Task to carry out:
The lines below, from the one holding "Each instance of the tree line" through the final line, are to be copied exactly, with no other lines and no pictures.

Exercise inputs:
%%
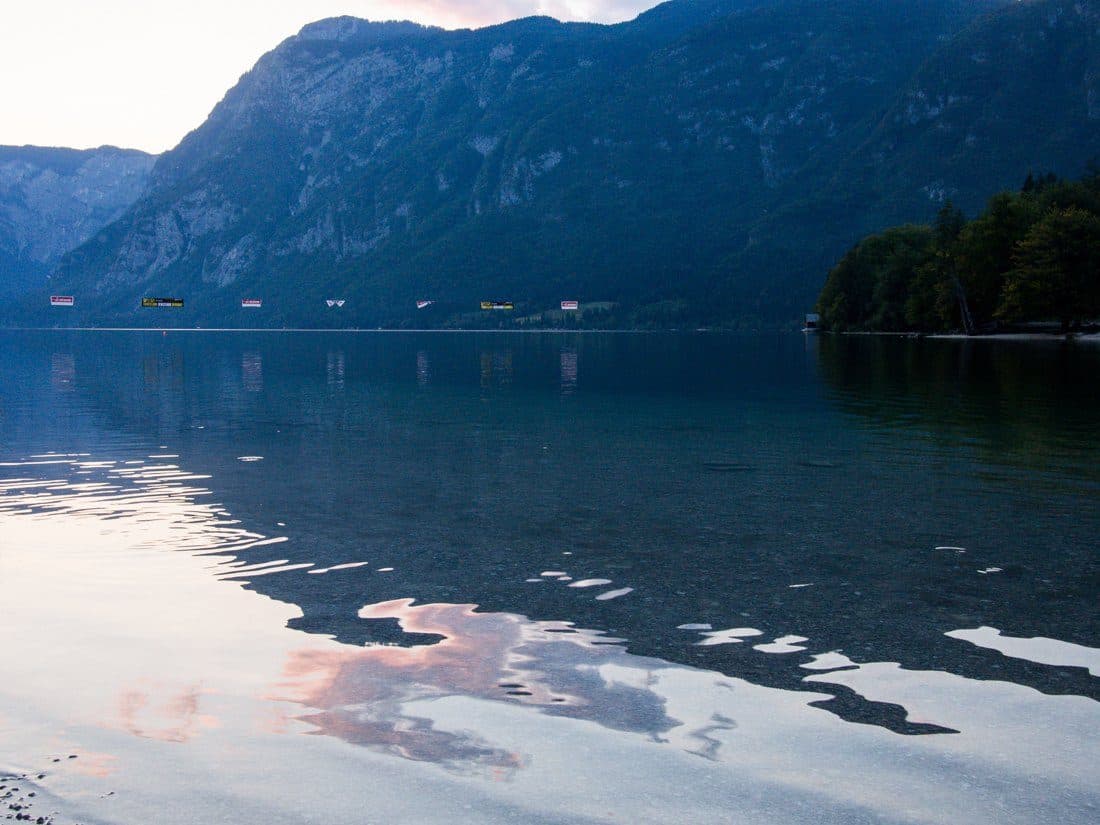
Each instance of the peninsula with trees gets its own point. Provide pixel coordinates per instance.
(1031, 257)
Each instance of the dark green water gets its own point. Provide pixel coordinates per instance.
(867, 496)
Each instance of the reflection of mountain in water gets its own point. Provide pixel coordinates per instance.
(473, 483)
(1020, 404)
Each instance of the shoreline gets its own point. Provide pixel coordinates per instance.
(1048, 337)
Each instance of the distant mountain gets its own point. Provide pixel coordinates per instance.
(705, 163)
(54, 199)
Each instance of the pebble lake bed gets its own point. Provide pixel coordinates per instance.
(547, 578)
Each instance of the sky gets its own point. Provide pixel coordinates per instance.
(141, 74)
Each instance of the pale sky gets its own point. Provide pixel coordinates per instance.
(141, 74)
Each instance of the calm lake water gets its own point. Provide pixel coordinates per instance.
(414, 578)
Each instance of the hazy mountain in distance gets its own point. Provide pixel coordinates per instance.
(54, 199)
(703, 164)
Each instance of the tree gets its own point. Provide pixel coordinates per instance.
(1057, 271)
(985, 250)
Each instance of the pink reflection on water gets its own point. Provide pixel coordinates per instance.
(153, 713)
(360, 694)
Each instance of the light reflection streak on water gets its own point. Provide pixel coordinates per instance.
(394, 700)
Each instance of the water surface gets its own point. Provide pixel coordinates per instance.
(549, 578)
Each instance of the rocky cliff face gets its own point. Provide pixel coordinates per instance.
(53, 199)
(703, 163)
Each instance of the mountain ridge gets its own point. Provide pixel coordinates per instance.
(706, 171)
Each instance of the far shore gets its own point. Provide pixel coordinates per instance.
(1082, 337)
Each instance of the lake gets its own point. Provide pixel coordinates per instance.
(548, 578)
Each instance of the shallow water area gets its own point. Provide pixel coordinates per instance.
(498, 579)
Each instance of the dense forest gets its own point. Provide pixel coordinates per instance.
(1031, 256)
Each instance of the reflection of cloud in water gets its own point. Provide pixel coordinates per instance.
(155, 711)
(1037, 649)
(155, 647)
(361, 692)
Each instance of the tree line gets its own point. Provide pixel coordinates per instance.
(1031, 256)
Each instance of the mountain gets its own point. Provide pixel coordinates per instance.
(704, 163)
(54, 199)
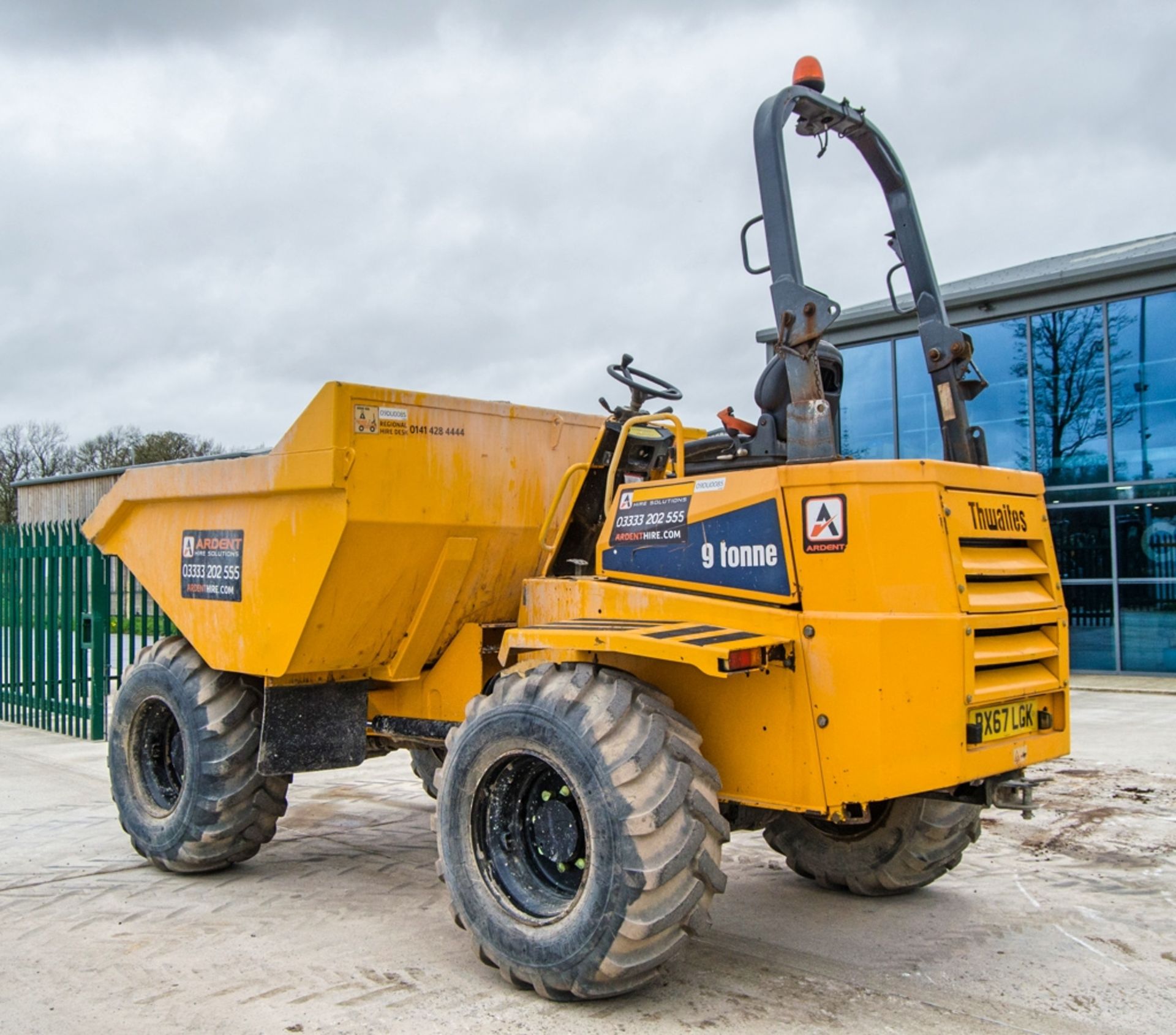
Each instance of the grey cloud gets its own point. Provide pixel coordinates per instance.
(206, 218)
%%
Solution for this exercise:
Each instance of the tree line gets its own point. Provide pixel coordinates per instance.
(1031, 256)
Each instance of the mountain gets its own point. Provide pixel coordinates per instance.
(704, 163)
(54, 199)
Each instance of the grey cloud gets its own point. Provide pixel coordinates per instance.
(206, 218)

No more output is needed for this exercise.